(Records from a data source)
---+---
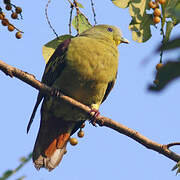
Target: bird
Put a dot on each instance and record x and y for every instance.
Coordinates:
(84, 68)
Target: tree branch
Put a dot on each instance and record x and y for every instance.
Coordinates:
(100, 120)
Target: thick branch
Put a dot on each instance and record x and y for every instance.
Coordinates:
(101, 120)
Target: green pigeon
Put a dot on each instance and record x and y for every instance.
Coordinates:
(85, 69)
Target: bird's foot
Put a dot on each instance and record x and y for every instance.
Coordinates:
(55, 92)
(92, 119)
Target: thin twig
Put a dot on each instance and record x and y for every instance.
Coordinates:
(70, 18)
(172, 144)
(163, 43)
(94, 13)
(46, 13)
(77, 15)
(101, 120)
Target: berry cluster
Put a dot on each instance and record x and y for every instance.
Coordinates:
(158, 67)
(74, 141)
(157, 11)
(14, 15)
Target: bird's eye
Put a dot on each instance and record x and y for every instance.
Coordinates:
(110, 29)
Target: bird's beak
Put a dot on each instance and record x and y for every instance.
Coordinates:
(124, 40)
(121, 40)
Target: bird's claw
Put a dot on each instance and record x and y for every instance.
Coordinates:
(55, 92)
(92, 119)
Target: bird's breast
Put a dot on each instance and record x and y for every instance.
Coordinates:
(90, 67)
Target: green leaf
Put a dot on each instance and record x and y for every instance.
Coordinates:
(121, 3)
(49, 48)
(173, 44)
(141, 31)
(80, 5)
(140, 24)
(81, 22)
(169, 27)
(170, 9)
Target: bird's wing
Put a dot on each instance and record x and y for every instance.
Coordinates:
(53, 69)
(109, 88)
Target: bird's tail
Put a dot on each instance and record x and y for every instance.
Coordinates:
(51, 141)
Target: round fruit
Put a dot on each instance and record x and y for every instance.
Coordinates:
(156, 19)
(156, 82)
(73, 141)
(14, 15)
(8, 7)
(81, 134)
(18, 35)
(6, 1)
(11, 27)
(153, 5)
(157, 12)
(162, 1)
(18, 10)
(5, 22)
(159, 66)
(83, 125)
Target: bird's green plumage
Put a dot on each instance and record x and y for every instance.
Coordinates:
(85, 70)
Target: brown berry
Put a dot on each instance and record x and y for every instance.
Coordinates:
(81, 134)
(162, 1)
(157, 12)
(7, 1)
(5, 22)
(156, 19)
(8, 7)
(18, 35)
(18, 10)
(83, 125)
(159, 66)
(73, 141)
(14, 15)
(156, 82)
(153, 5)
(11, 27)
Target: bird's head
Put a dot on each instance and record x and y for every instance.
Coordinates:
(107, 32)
---+---
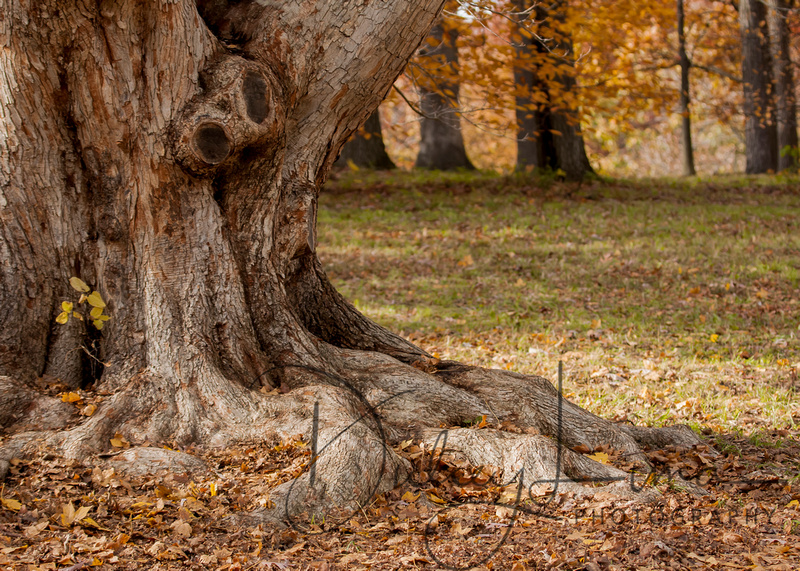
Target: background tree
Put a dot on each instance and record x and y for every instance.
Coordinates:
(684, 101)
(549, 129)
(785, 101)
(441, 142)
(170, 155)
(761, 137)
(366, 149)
---+---
## Task statement
The range runs from the line above containing "Target: bird's wing" to the line containing "Target: round fruit", inclusive. Restate those lines word for word and no others.

## Answer box
Target: bird's wing
Put a dot on each instance and record x and y for every instance.
Coordinates:
(53, 69)
(109, 88)
Target: bird's tail
Put a dot on each instance and record x and y for every instance.
Coordinates:
(51, 141)
Target: round fruit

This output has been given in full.